- _TASK DIRECTIONS_
Show every line of the listing below that contains the string "trim".

• • •

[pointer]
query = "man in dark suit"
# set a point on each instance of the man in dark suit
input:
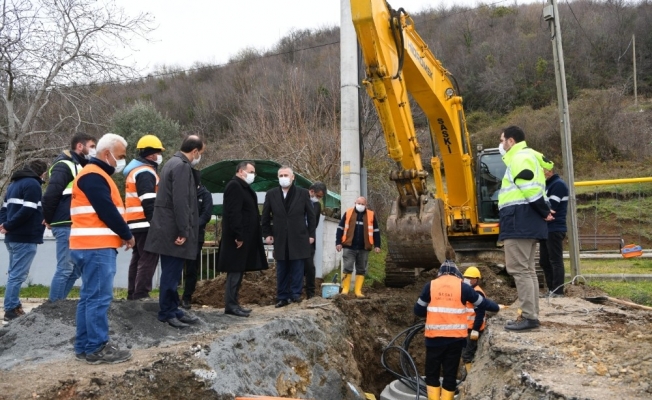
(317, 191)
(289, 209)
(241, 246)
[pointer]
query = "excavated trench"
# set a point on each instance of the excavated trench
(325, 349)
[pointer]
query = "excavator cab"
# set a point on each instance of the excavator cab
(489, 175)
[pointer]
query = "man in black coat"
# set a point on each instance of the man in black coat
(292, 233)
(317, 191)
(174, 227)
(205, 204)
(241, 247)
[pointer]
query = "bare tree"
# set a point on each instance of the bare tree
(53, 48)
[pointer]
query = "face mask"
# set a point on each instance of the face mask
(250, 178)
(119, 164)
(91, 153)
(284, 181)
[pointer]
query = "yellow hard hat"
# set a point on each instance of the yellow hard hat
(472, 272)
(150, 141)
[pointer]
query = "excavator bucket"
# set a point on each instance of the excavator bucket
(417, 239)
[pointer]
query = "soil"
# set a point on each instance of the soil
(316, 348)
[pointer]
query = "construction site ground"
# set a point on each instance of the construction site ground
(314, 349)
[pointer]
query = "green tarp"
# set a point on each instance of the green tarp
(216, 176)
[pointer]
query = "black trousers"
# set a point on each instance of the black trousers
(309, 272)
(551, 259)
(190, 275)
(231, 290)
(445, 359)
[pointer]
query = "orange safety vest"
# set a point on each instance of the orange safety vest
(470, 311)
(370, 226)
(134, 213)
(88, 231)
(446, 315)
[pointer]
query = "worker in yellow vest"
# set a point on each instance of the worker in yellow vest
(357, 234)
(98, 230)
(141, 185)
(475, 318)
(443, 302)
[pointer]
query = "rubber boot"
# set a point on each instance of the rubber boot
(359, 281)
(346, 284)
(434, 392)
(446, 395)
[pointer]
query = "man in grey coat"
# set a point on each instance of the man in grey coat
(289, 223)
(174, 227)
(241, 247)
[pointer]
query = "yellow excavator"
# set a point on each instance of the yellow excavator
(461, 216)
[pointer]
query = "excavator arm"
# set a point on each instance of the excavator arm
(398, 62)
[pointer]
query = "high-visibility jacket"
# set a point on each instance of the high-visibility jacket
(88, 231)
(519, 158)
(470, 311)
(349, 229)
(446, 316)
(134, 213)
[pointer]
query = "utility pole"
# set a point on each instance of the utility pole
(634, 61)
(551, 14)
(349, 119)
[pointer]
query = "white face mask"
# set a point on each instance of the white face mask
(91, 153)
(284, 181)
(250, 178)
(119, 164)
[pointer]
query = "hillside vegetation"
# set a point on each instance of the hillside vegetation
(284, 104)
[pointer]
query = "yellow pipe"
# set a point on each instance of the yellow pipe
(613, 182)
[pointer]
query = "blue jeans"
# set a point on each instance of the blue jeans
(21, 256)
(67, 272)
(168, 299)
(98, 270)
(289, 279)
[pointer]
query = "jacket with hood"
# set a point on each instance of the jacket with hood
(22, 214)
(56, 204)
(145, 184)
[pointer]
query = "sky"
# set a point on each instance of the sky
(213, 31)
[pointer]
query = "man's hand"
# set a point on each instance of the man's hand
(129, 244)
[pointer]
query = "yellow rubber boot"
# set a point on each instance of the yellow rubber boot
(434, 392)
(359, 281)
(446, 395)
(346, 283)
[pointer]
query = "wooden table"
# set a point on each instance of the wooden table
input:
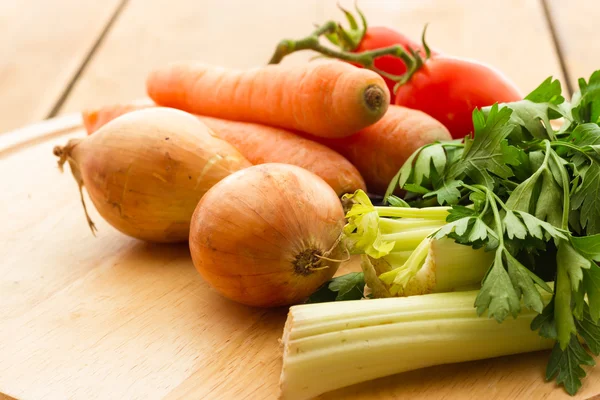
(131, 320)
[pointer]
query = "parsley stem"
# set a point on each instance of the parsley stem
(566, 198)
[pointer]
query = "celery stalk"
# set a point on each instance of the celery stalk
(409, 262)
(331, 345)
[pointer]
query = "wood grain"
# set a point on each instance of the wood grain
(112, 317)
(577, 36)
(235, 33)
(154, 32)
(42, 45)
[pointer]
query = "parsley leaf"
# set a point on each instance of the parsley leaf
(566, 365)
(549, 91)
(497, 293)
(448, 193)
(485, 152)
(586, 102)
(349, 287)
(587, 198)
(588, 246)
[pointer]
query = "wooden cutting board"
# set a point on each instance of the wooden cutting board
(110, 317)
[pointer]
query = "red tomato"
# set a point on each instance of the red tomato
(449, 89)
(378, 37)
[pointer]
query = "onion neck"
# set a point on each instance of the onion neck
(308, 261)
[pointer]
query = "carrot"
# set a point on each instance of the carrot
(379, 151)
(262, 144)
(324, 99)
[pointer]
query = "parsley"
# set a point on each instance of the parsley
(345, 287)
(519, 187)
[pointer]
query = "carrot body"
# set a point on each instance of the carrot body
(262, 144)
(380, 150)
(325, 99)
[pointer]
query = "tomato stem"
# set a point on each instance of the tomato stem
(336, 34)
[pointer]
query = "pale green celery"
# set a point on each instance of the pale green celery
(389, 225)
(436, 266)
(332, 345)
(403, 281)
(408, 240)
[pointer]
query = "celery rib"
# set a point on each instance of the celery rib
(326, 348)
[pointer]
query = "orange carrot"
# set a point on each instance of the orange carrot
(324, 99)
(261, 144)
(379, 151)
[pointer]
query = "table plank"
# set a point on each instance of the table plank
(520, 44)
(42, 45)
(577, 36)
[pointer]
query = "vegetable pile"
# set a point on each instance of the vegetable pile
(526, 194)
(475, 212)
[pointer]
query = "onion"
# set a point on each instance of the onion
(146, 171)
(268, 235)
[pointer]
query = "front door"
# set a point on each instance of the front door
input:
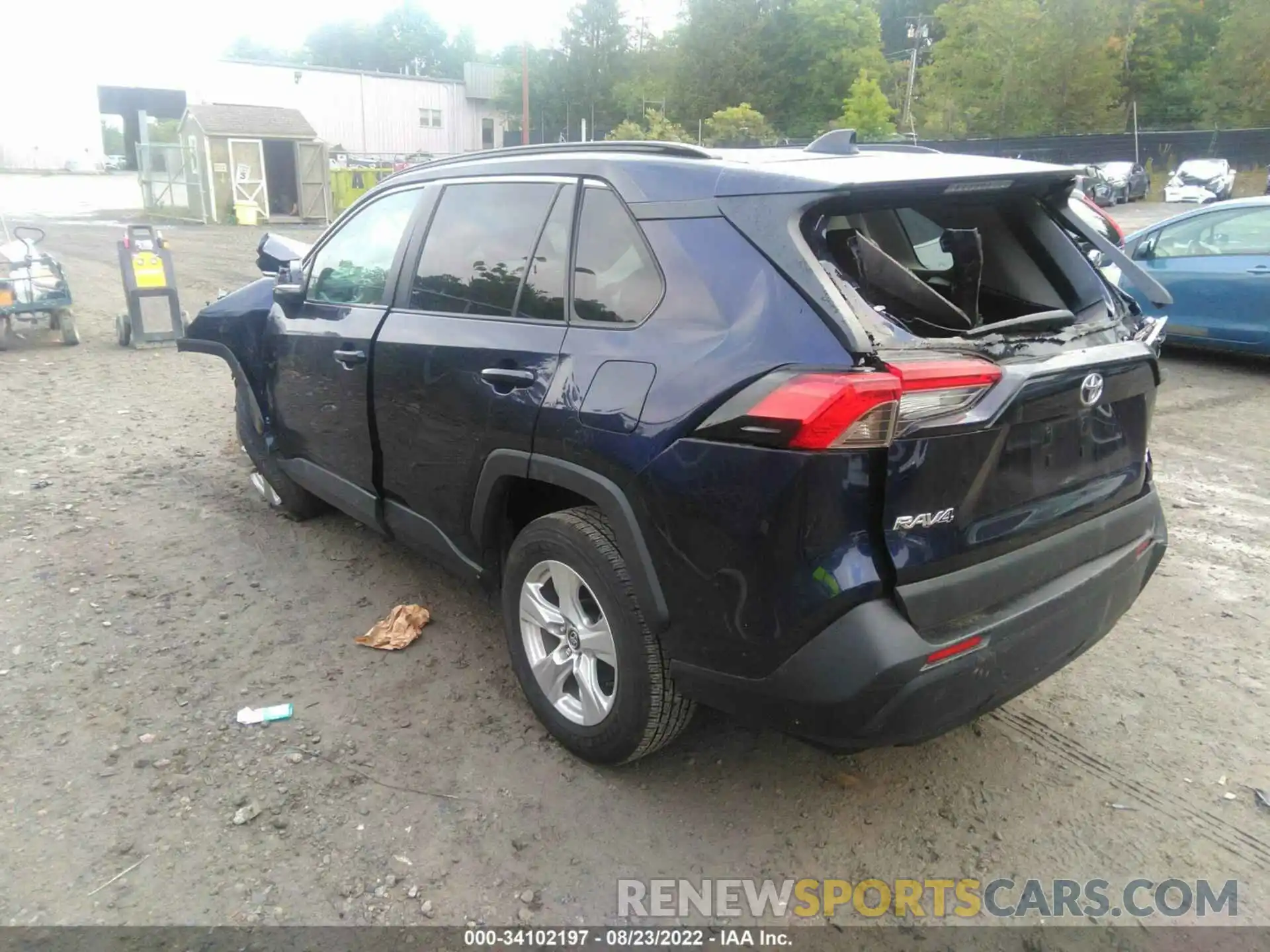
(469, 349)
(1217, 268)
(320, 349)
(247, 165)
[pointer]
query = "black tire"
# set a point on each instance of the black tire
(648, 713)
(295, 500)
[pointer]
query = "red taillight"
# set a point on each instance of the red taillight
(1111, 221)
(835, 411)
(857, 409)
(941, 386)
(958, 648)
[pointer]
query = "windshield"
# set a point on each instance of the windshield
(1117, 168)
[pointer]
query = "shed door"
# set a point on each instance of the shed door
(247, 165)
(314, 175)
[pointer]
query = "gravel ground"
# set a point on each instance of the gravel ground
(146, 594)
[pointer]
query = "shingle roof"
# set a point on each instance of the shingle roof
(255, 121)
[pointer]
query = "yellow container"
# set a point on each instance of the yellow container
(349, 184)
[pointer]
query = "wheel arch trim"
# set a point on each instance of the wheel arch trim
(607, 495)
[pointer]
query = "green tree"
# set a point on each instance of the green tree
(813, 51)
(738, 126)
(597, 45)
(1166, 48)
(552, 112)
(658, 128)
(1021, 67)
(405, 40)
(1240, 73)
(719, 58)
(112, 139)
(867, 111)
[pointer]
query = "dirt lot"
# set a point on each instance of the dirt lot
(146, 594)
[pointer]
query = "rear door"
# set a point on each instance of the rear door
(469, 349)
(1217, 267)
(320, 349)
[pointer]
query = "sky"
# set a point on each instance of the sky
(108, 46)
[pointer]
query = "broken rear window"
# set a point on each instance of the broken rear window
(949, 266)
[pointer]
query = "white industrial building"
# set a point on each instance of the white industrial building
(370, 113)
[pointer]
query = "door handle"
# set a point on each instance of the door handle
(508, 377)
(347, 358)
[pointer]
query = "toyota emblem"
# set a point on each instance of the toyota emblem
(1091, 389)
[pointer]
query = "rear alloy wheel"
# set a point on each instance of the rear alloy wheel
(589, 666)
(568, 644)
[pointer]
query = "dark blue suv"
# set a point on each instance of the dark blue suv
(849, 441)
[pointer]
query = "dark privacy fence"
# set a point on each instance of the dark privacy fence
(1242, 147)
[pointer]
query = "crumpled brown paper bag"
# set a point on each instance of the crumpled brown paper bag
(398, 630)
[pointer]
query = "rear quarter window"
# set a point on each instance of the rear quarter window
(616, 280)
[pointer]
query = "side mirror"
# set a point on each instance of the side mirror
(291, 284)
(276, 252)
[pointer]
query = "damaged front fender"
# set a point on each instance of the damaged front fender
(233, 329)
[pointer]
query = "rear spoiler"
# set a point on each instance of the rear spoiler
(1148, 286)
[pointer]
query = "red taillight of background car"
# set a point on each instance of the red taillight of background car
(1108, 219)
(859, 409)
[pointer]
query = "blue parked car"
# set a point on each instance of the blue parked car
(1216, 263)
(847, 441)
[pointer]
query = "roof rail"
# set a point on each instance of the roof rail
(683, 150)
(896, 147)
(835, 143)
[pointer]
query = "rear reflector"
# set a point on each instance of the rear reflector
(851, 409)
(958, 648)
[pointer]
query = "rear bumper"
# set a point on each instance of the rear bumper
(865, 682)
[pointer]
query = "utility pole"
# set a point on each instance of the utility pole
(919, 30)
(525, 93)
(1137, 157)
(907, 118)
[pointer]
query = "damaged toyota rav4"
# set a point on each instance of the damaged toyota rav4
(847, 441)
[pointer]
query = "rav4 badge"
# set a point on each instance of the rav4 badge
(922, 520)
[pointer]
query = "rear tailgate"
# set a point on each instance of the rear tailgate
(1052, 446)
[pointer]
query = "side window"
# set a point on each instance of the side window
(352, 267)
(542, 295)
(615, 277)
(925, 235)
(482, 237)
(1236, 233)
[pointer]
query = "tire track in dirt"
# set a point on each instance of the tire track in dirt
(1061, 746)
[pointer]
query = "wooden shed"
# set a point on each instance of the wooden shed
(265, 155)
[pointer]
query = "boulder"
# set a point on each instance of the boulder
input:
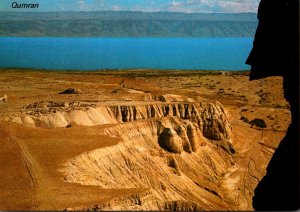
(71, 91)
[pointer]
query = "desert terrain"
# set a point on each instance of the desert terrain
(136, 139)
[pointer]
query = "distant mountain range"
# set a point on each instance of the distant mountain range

• • •

- _COMPLETED EXERCISE_
query = "wheel arch trim"
# set a point on each instance of the wheel arch trim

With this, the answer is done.